→ Problem details
Put the part of the records below that opens with the line containing "Within the image above, at what position is the wooden" and closes with the line containing "[144,52,231,85]" into a JSON list of strings, one string per line, with blank lines left out. Leave the pictures out of the list.

→ Extracted information
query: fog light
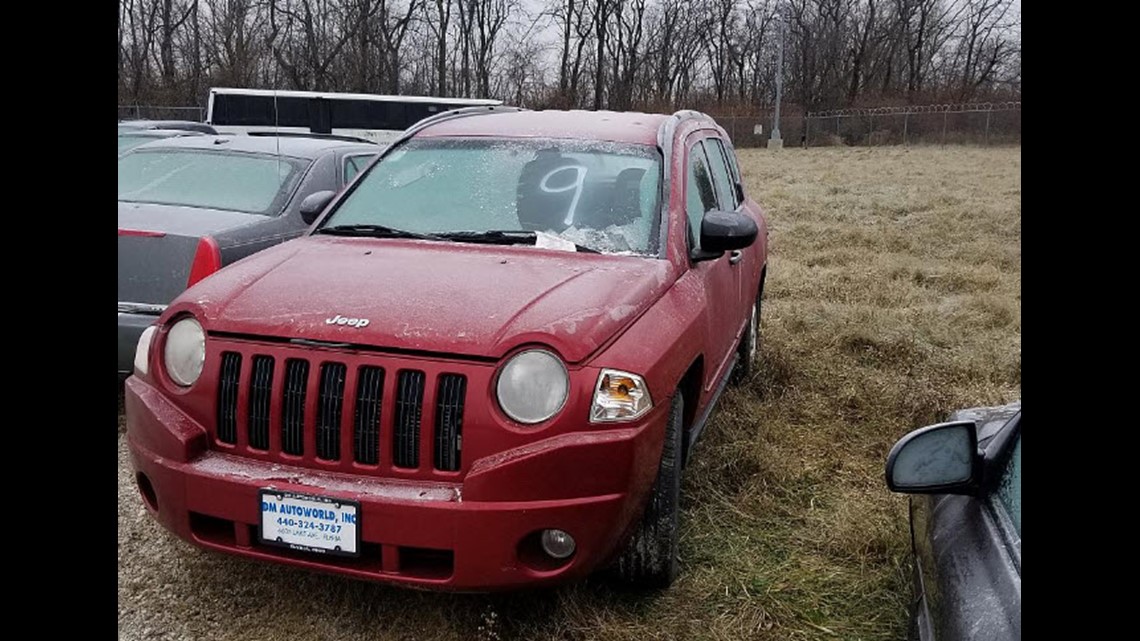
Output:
[543,529,575,559]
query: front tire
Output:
[617,391,684,589]
[731,294,760,383]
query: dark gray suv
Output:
[119,135,381,380]
[887,401,1021,641]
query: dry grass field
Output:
[119,147,1021,641]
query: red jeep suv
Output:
[125,107,767,591]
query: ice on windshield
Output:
[327,138,661,255]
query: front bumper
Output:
[125,378,668,591]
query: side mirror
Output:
[887,421,982,494]
[693,210,759,261]
[301,189,336,225]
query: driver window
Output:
[685,143,717,249]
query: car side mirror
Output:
[693,210,759,261]
[301,189,336,225]
[887,421,983,494]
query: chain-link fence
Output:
[708,102,1021,147]
[803,102,1021,146]
[119,102,1021,147]
[119,105,206,122]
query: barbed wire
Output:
[807,100,1021,117]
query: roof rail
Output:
[245,130,376,145]
[401,105,527,139]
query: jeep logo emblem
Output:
[325,314,368,330]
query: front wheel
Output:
[617,391,684,587]
[732,294,760,383]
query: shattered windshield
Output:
[325,138,661,255]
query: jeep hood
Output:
[185,236,675,363]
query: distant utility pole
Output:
[768,9,784,149]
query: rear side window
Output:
[685,143,717,249]
[119,147,308,214]
[705,138,740,211]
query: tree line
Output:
[117,0,1021,113]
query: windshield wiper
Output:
[437,229,601,253]
[317,224,446,241]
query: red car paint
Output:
[125,112,767,590]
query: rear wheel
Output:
[617,391,684,587]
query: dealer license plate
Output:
[259,489,360,557]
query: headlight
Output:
[495,349,570,423]
[163,318,206,387]
[589,370,653,423]
[135,325,155,376]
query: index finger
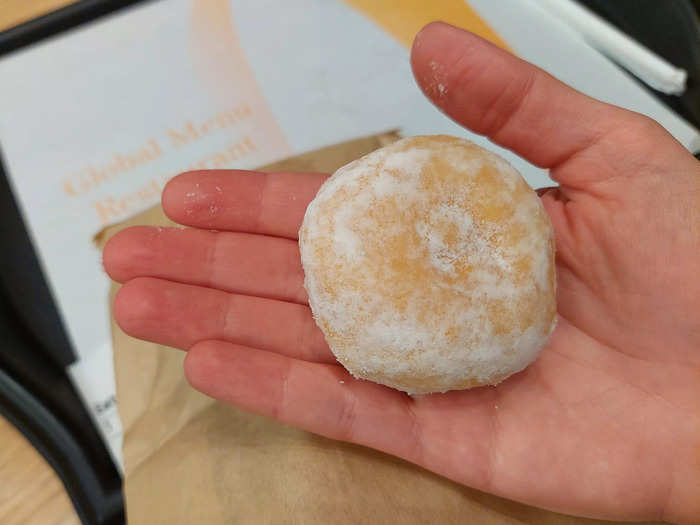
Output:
[162,170,328,239]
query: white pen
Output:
[535,0,687,95]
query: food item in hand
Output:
[299,135,556,394]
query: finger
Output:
[102,226,307,304]
[114,277,335,363]
[185,341,430,461]
[162,170,327,239]
[411,23,672,185]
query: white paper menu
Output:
[0,0,700,462]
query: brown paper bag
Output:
[97,133,660,525]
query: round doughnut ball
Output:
[299,135,556,394]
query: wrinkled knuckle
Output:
[114,277,159,334]
[336,394,357,442]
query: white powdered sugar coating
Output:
[299,136,556,394]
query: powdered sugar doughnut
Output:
[299,135,556,394]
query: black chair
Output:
[0,0,700,525]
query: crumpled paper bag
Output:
[96,132,652,525]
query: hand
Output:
[104,23,700,521]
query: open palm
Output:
[104,24,700,521]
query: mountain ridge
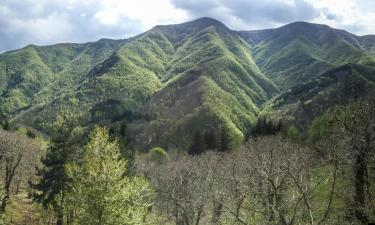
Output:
[0,17,375,149]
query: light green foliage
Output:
[308,115,329,143]
[0,189,5,225]
[148,147,171,162]
[241,22,375,91]
[67,128,153,225]
[0,18,375,149]
[287,126,301,141]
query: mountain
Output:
[239,22,375,91]
[0,18,375,149]
[262,64,375,130]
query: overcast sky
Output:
[0,0,375,52]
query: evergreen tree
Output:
[219,127,230,152]
[204,130,218,150]
[29,134,79,225]
[188,131,206,155]
[66,128,153,225]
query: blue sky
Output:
[0,0,375,52]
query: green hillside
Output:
[0,39,125,118]
[262,64,375,130]
[239,22,375,91]
[0,18,375,149]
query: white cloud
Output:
[0,0,375,52]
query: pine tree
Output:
[66,128,153,225]
[219,127,230,152]
[29,134,75,225]
[204,130,218,150]
[188,131,206,155]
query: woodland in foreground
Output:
[0,100,375,225]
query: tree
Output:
[331,99,375,224]
[0,131,39,214]
[204,130,218,150]
[219,127,230,152]
[188,131,206,155]
[66,128,153,225]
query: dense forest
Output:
[0,18,375,225]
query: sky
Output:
[0,0,375,52]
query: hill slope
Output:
[239,22,375,91]
[0,18,375,149]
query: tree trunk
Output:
[353,149,368,224]
[56,212,64,225]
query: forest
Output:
[0,99,375,225]
[0,17,375,225]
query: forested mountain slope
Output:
[239,22,375,91]
[0,18,375,149]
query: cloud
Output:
[0,0,187,52]
[0,0,375,52]
[172,0,319,29]
[171,0,375,34]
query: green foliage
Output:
[148,147,171,163]
[240,22,375,91]
[188,131,206,155]
[308,115,330,143]
[0,189,5,225]
[287,126,301,141]
[66,128,153,225]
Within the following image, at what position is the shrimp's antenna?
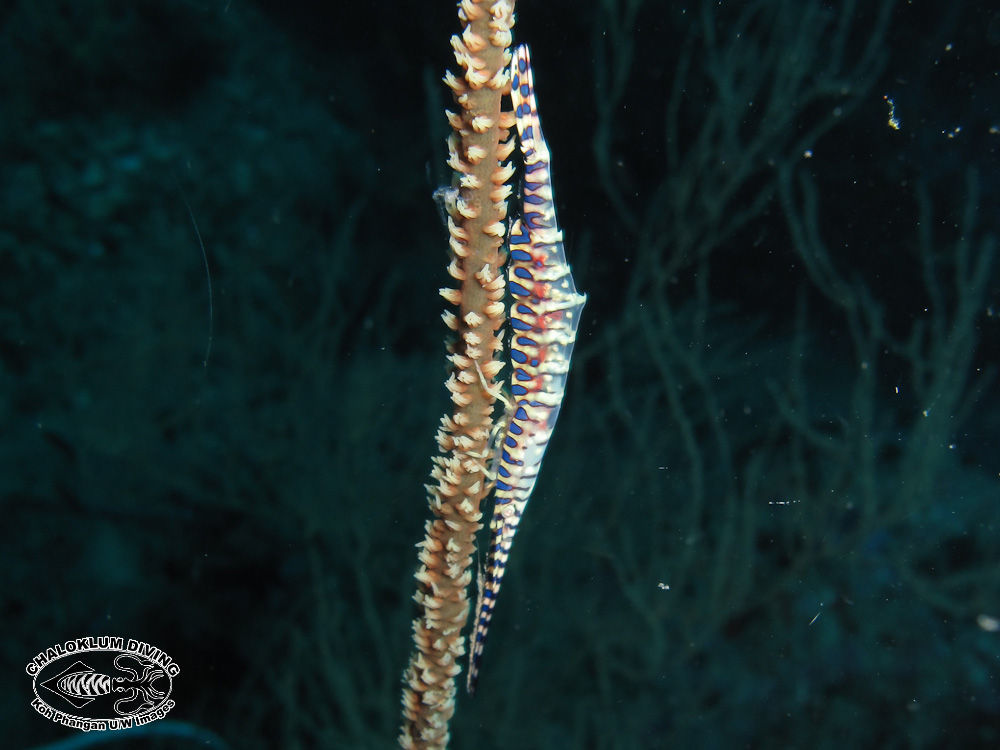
[174,178,215,371]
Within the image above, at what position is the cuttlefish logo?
[25,636,181,732]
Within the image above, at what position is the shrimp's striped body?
[467,45,587,693]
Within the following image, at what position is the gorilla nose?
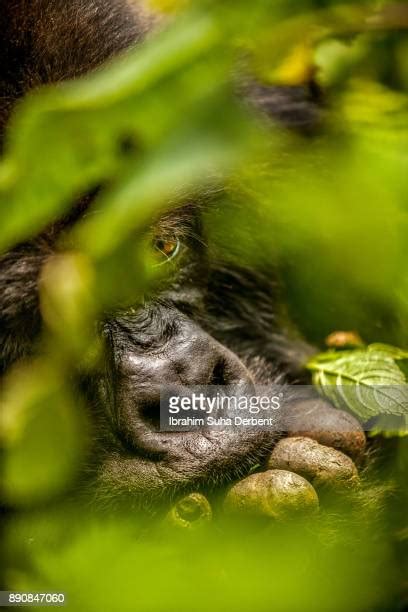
[120,319,251,389]
[110,318,253,452]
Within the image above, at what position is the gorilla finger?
[284,399,366,459]
[268,437,359,489]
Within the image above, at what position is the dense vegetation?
[0,0,408,612]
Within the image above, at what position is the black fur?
[0,0,376,506]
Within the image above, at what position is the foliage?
[0,0,408,611]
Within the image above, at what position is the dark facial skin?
[0,0,364,506]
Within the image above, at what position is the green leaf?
[307,344,408,420]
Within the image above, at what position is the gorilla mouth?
[94,368,282,505]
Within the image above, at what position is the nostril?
[209,357,226,386]
[139,401,160,431]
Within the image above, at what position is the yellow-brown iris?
[154,237,180,263]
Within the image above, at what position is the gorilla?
[0,0,364,500]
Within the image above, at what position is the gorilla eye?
[153,237,180,265]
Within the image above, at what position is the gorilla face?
[0,0,364,506]
[87,205,290,498]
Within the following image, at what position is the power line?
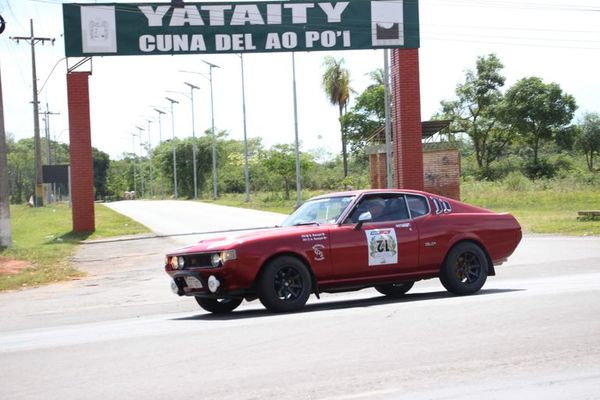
[10,19,55,207]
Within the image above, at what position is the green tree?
[153,135,213,198]
[92,147,110,199]
[500,77,577,177]
[321,56,350,177]
[262,144,313,200]
[440,54,514,174]
[106,157,135,199]
[340,69,385,153]
[575,113,600,171]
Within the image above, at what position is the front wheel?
[375,282,415,297]
[257,256,312,312]
[196,297,242,314]
[440,242,488,295]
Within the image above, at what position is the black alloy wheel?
[196,297,243,314]
[257,256,312,312]
[440,242,488,295]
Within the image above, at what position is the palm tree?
[321,56,350,178]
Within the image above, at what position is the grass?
[461,181,600,236]
[0,204,148,290]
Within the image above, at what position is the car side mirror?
[354,211,373,230]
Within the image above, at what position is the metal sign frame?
[63,0,420,57]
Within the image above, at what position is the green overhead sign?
[63,0,419,57]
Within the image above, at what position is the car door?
[330,193,419,282]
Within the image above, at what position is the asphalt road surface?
[0,201,600,400]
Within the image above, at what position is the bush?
[503,171,531,192]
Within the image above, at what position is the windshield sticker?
[431,197,452,215]
[301,232,327,242]
[365,228,398,265]
[313,244,325,261]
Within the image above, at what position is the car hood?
[169,225,323,255]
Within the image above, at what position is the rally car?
[165,190,522,313]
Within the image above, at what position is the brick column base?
[391,49,424,190]
[67,72,96,233]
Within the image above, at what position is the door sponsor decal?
[365,228,398,265]
[313,244,325,261]
[300,232,327,242]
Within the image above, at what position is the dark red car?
[165,190,521,313]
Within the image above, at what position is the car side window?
[406,194,429,218]
[349,194,408,223]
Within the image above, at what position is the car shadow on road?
[172,289,526,321]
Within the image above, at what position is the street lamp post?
[136,126,144,197]
[165,97,179,199]
[154,108,166,200]
[292,52,302,207]
[240,54,250,202]
[202,60,219,200]
[131,133,137,196]
[146,119,154,198]
[184,82,200,200]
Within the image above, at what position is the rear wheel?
[375,282,415,297]
[196,297,242,314]
[440,242,488,295]
[257,256,312,312]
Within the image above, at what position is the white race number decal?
[365,228,398,265]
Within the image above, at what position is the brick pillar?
[391,49,424,190]
[67,72,96,232]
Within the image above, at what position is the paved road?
[0,201,600,400]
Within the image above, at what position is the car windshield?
[281,196,354,226]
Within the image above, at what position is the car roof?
[310,189,430,200]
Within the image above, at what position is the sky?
[0,0,600,159]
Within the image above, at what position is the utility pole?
[165,97,179,200]
[154,108,166,200]
[202,60,220,200]
[146,119,154,198]
[240,53,250,203]
[0,59,12,250]
[184,82,200,200]
[42,103,60,203]
[11,19,55,207]
[383,49,399,189]
[292,52,302,207]
[136,126,144,198]
[131,132,137,198]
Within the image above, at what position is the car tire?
[440,242,488,295]
[257,256,312,312]
[375,282,415,297]
[196,297,243,314]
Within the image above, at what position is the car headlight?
[210,253,221,268]
[210,250,237,268]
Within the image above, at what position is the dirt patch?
[0,257,31,275]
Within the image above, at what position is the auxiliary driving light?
[208,275,221,293]
[210,253,221,268]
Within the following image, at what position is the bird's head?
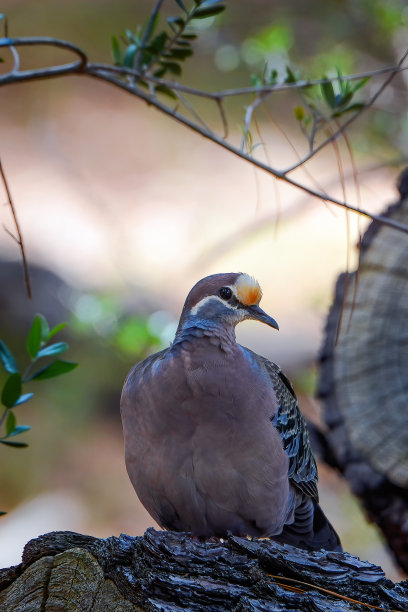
[177,273,279,334]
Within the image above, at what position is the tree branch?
[0,160,32,300]
[0,37,408,233]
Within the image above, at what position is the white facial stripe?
[190,296,237,315]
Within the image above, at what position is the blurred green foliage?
[0,315,78,515]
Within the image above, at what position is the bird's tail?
[272,497,343,552]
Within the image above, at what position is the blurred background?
[0,0,408,580]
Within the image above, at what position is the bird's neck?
[173,318,237,352]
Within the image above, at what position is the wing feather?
[245,351,319,501]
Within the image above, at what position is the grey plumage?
[121,273,340,550]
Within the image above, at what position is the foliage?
[0,314,78,515]
[111,0,225,98]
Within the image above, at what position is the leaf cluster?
[111,0,225,98]
[0,314,78,448]
[293,68,369,148]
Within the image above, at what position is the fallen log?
[0,529,408,612]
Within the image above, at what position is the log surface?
[318,177,408,573]
[0,529,408,612]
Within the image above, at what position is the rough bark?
[314,170,408,572]
[0,529,408,612]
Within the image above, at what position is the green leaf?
[6,410,17,438]
[351,77,370,94]
[160,61,181,76]
[30,359,78,380]
[45,323,67,342]
[122,43,138,68]
[0,340,18,374]
[111,35,122,66]
[0,438,28,448]
[163,47,193,61]
[1,372,21,408]
[284,66,296,83]
[293,106,306,121]
[176,0,188,13]
[27,315,42,359]
[320,76,336,108]
[166,17,185,31]
[146,32,168,55]
[9,425,31,438]
[14,393,34,406]
[191,2,225,19]
[153,66,166,79]
[37,342,69,359]
[37,314,50,342]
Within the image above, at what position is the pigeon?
[121,273,341,551]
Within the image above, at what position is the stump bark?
[0,529,408,612]
[318,169,408,572]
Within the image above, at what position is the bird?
[120,272,342,551]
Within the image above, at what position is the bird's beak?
[245,305,279,329]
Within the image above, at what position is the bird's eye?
[219,287,232,300]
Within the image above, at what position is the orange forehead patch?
[234,274,262,306]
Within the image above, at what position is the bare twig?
[0,37,408,233]
[0,160,32,300]
[88,63,408,100]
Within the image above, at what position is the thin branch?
[88,62,408,100]
[0,36,88,67]
[0,159,32,300]
[172,91,214,134]
[215,98,228,139]
[285,49,408,174]
[0,37,408,233]
[10,47,20,72]
[88,67,408,234]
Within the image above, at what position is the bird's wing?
[245,353,319,501]
[122,348,170,397]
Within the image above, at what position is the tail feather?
[272,497,343,552]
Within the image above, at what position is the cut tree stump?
[0,529,408,612]
[318,169,408,573]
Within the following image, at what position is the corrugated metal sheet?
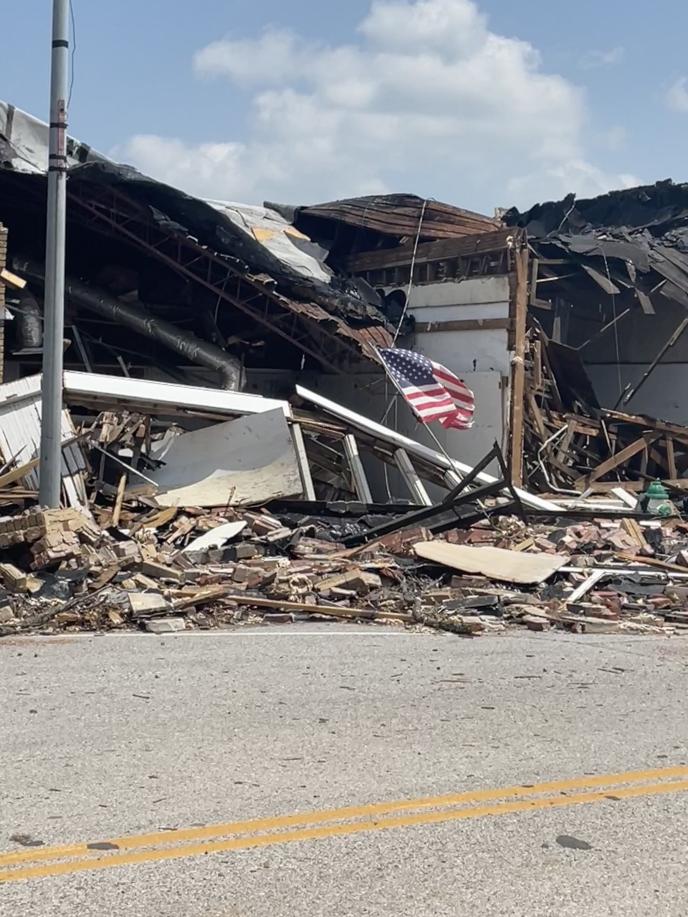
[0,376,88,512]
[296,194,501,239]
[207,200,332,283]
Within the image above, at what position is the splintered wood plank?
[509,247,528,487]
[528,392,549,443]
[413,541,569,584]
[394,449,432,506]
[664,436,678,478]
[344,433,373,503]
[576,433,660,486]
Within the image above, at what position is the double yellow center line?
[0,767,688,882]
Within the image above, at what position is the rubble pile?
[0,497,688,636]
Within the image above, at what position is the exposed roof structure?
[0,103,390,369]
[504,181,688,311]
[297,194,500,240]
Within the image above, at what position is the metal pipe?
[13,258,242,391]
[38,0,69,508]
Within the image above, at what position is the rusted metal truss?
[69,182,370,373]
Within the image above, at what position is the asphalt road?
[0,624,688,917]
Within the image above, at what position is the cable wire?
[67,0,76,111]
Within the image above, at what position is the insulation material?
[150,409,302,507]
[0,376,89,513]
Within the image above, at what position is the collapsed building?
[0,103,688,634]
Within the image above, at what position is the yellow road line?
[0,766,688,866]
[0,780,688,882]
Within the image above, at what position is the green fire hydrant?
[640,481,676,516]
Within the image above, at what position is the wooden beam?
[394,449,432,506]
[664,436,678,478]
[343,229,521,274]
[112,471,127,526]
[344,433,373,503]
[509,246,529,487]
[291,423,316,500]
[576,433,659,487]
[223,592,415,623]
[415,322,514,334]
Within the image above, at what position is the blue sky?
[5,0,688,212]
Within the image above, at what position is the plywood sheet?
[150,408,302,507]
[413,541,569,584]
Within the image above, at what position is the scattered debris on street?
[0,102,688,637]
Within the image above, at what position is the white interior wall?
[585,363,688,424]
[304,276,511,499]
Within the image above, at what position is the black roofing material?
[504,181,688,318]
[70,161,385,325]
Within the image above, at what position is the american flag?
[378,348,475,430]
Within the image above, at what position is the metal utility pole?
[38,0,69,508]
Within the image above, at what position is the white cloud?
[664,76,688,113]
[114,0,626,210]
[580,45,626,70]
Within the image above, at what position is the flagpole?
[372,344,463,480]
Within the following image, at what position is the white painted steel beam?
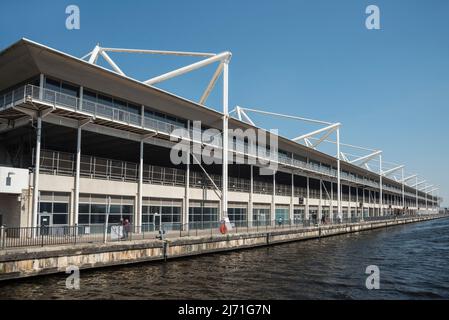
[144,52,231,85]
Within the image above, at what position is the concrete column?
[248,164,254,227]
[135,139,145,233]
[78,86,84,110]
[290,171,295,224]
[318,179,323,224]
[304,177,310,220]
[348,184,351,219]
[39,73,45,100]
[73,126,82,225]
[362,188,365,218]
[182,120,193,231]
[271,172,276,220]
[33,115,42,231]
[329,179,334,223]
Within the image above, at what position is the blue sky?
[0,0,449,204]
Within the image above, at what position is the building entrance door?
[40,215,50,235]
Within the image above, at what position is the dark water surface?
[0,219,449,299]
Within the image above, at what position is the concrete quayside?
[0,215,448,280]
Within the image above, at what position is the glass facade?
[142,198,182,231]
[189,201,219,228]
[293,206,305,224]
[38,192,70,226]
[78,194,134,225]
[274,206,290,224]
[253,204,270,226]
[228,202,248,227]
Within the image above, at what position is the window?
[38,192,69,225]
[228,203,248,227]
[253,204,270,226]
[78,194,134,225]
[142,198,182,230]
[189,201,218,229]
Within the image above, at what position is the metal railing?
[0,84,434,201]
[0,213,442,249]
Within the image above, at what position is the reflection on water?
[0,219,449,299]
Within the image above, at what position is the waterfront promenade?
[0,215,448,280]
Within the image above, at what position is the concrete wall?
[0,216,440,280]
[0,173,434,227]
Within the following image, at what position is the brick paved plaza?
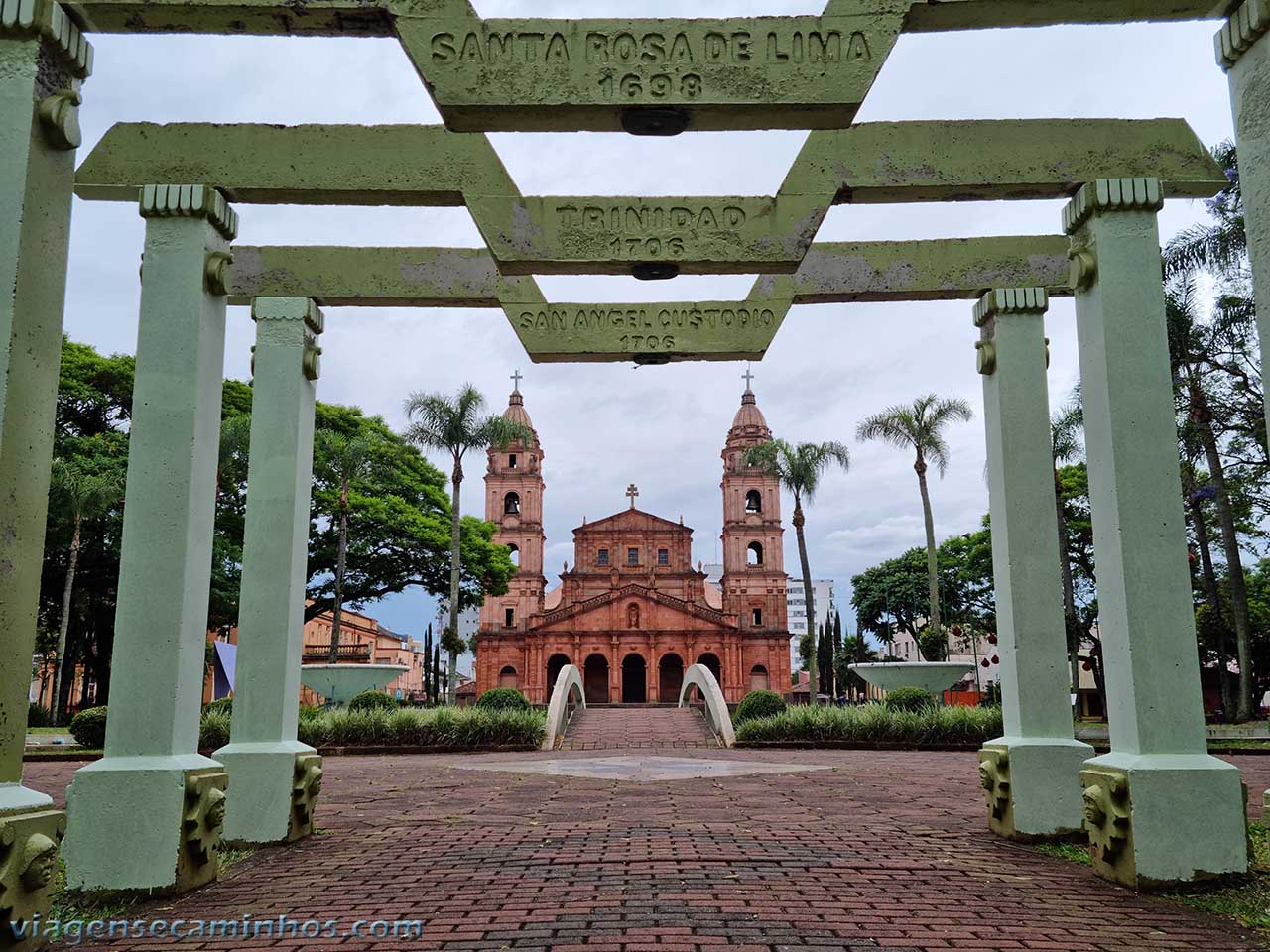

→ Output below
[
  "Within the image above, at what position is the wooden beam?",
  "[394,449,432,506]",
  "[664,436,678,478]",
  "[343,229,521,274]",
  "[112,471,127,526]",
  "[344,433,373,503]",
  "[509,246,529,487]",
  "[291,423,316,500]",
  "[576,433,659,487]",
  "[223,592,415,623]",
  "[415,322,514,334]",
  "Within the image above, at what position is the blue sky?",
  "[5,0,688,212]",
  "Within the image above, at what position is the plywood sheet?",
  "[150,408,302,507]",
  "[413,541,569,584]",
  "Within the image above, at what position is the scattered debris on street?",
  "[0,102,688,637]",
  "Within the image above, at what position is the white interior wall?",
  "[585,363,688,424]",
  "[304,276,511,499]",
  "Within the image above, at what position is the black roofing material?",
  "[504,181,688,318]",
  "[70,161,385,325]",
  "Within the image above, at what position is the american flag?",
  "[378,348,475,430]",
  "Within the image above, at what position is the metal utility pole?",
  "[38,0,69,508]",
  "Within the image above, at what position is the white cloud?",
  "[664,76,688,113]",
  "[114,0,626,210]",
  "[580,45,626,70]",
  "Within the image above, at what position is the flagpole?",
  "[372,344,463,480]",
  "Within the following image, at what position is the white painted steel beam?",
  "[144,52,231,85]"
]